Goal of the exercise: Write out the listing word for word, beginning at the line that contains "Isolate group of" and stopping after the line that contains "[[472, 435, 551, 467]]".

Dataset rows:
☆ ☆ ☆ ☆ ☆ ☆ ☆

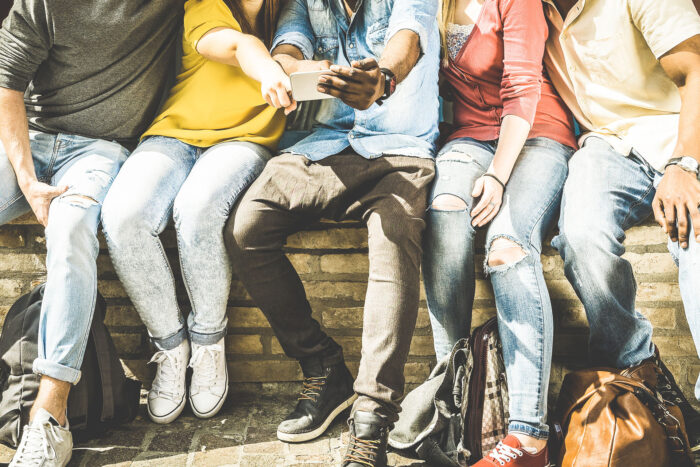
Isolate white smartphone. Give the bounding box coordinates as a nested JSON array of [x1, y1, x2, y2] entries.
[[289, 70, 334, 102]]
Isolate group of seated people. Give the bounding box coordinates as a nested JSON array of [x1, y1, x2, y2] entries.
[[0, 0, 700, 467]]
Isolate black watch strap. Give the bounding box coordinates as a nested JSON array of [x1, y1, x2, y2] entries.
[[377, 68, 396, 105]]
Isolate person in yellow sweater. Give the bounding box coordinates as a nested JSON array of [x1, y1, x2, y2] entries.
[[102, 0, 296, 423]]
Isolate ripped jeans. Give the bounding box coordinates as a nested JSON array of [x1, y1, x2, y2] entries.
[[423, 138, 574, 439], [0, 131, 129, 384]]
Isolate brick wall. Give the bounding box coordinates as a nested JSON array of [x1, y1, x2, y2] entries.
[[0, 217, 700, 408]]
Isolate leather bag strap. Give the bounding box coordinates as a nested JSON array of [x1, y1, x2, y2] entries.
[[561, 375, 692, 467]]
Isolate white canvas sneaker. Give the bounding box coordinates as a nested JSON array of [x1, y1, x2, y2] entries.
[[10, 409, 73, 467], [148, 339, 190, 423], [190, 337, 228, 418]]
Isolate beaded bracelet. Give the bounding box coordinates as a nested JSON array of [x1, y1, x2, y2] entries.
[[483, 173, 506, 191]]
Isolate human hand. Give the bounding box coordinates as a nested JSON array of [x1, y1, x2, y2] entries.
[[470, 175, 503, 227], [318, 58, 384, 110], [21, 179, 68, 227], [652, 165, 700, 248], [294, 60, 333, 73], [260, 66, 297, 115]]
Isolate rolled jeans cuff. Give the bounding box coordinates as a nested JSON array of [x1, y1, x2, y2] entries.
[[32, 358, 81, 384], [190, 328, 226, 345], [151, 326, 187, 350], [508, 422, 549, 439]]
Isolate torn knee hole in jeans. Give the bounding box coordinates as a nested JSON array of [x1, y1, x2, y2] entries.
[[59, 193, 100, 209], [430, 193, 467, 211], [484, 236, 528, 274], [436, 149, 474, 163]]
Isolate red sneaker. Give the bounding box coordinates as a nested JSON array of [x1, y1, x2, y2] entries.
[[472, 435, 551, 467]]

☆ ☆ ☆ ☆ ☆ ☆ ☆

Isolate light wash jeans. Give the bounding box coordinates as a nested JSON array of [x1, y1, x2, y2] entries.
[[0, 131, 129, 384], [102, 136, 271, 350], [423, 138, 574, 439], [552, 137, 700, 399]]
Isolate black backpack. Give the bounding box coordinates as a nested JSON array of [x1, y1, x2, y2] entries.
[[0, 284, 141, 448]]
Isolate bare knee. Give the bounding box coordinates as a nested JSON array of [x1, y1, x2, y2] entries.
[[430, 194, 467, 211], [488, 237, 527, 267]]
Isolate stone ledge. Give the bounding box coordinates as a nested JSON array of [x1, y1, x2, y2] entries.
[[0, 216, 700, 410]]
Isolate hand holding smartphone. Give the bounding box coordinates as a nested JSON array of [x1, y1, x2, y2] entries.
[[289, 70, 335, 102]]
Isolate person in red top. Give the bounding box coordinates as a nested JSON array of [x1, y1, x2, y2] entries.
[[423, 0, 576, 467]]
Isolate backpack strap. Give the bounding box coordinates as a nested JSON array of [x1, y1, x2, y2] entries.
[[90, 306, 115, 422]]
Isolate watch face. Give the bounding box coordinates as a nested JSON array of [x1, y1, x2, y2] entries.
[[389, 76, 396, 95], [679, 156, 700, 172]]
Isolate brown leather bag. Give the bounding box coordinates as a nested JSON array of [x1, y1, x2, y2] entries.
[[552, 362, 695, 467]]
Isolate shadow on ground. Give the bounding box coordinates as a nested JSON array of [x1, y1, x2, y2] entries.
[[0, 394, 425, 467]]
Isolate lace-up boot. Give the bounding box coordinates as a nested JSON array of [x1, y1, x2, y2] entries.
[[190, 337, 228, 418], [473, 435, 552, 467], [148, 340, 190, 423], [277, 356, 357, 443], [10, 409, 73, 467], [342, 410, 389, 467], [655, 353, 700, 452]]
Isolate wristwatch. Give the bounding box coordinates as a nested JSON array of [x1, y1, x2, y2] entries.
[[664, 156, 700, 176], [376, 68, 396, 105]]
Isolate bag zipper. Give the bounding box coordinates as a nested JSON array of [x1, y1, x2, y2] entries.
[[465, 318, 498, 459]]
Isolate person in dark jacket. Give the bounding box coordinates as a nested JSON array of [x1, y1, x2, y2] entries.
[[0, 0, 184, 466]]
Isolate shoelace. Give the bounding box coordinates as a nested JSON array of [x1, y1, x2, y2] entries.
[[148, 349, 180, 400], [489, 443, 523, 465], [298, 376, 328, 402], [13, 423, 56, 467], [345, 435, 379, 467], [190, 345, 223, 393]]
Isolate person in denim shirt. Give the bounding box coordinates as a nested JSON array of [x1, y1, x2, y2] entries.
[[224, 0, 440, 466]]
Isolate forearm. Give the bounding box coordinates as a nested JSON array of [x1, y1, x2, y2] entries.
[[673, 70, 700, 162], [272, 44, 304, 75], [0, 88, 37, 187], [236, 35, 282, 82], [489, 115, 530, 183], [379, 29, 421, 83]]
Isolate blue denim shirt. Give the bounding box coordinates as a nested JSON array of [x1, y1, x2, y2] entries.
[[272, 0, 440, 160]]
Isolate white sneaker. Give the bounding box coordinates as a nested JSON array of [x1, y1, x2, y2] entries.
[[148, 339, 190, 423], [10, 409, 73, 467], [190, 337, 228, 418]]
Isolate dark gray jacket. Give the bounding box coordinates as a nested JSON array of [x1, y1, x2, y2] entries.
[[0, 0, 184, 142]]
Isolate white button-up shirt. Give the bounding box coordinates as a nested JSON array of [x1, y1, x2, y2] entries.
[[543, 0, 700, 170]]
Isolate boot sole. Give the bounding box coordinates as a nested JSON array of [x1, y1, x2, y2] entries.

☆ ☆ ☆ ☆ ☆ ☆ ☆

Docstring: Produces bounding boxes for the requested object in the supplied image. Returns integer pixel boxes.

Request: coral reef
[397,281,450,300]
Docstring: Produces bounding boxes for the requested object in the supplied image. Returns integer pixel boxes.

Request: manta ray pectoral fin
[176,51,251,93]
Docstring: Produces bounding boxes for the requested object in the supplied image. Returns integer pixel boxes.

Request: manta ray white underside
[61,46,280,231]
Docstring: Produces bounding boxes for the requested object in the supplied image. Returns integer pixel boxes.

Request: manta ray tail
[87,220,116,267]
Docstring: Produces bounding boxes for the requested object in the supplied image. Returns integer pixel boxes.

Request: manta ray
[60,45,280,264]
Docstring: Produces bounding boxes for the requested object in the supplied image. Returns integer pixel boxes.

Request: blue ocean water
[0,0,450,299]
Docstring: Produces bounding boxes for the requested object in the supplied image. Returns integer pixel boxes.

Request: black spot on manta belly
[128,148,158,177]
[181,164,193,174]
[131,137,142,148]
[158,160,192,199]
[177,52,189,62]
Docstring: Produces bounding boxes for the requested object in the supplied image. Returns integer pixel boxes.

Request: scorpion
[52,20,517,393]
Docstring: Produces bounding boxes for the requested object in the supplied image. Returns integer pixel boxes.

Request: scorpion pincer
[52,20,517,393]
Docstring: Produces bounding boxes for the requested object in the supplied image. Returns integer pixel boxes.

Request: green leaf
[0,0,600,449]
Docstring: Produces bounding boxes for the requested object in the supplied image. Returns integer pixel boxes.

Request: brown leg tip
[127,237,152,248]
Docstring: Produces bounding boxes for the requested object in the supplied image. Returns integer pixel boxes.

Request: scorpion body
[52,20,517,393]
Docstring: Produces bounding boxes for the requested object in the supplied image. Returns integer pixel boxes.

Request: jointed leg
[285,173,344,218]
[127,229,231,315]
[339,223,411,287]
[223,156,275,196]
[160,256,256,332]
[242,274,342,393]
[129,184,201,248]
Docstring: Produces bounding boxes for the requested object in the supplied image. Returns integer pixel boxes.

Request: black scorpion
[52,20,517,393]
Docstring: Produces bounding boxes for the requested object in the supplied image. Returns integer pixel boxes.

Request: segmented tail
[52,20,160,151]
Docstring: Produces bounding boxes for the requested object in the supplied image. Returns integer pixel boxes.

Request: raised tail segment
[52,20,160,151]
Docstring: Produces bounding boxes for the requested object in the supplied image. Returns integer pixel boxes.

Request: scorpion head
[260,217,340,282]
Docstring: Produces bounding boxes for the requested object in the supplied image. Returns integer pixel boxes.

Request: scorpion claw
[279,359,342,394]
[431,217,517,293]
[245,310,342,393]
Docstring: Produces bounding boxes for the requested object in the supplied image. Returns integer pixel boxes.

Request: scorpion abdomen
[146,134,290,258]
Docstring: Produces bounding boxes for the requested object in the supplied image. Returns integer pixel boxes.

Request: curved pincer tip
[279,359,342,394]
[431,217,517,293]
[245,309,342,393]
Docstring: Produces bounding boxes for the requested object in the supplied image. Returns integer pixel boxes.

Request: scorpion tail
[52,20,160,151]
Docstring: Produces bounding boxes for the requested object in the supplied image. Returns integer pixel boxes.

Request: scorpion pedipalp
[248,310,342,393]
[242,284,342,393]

☆ ☆ ☆ ☆ ☆ ☆ ☆

Task solution:
Isolate group of seated people. Give the bounding box coordinates as a nested JSON array of [x1, y1, x2, y2] entries.
[[0, 0, 700, 467]]
Isolate black watch strap. Give the bounding box coordinates as a nested JSON array of [x1, y1, x2, y2] entries.
[[377, 68, 396, 105]]
Isolate person in yellow sweater. Give the bounding box coordinates as a nested JSON array of [x1, y1, x2, y2] entries.
[[102, 0, 296, 423]]
Isolate ripped jeans. Give the bounding box coordinates as a nested JSON array of [x1, y1, x2, y2] entries.
[[423, 138, 574, 439], [0, 131, 129, 384]]
Isolate brick wall. Give the bounding box coordinates as a nested JSON array of [x1, y1, x2, y2] entries.
[[0, 217, 700, 408]]
Isolate leather bag strap. Give the bounding box coordinates as a nested JSON array of [x1, y1, x2, y2] entries.
[[561, 375, 692, 467]]
Isolate white canvas sneaker. Give the bounding box coordinates as a nested JSON array of [x1, y1, x2, y2] entries.
[[10, 409, 73, 467], [148, 339, 190, 423], [190, 337, 228, 418]]
Isolate beaded bracelet. Give the bounding box coordinates as a nested JSON array of [x1, y1, x2, y2] entries.
[[483, 173, 506, 191]]
Isolate human hand. Give the bounding box coordinates as a nested JSON array of [x1, y1, x2, y2] entries.
[[470, 175, 503, 227], [318, 58, 384, 110], [21, 179, 68, 227], [652, 165, 700, 248], [294, 60, 333, 73], [260, 66, 297, 115]]
Isolate rolled jeans cuff. Give the bounding box coordinates as a nested JSON array of [x1, y1, x2, y2] entries.
[[32, 358, 81, 384], [190, 328, 226, 345], [151, 326, 187, 350], [508, 422, 549, 439]]
Isolate torn knee hole in jeans. Give the bounding box coordinates as a nested JSON array of [x1, y1, x2, y2] entries.
[[59, 193, 100, 209], [430, 193, 467, 211], [484, 236, 528, 274], [436, 149, 474, 163]]
Isolate red sneaker. Give the bounding box coordinates as a nested JSON array of [x1, y1, x2, y2] entries.
[[472, 435, 551, 467]]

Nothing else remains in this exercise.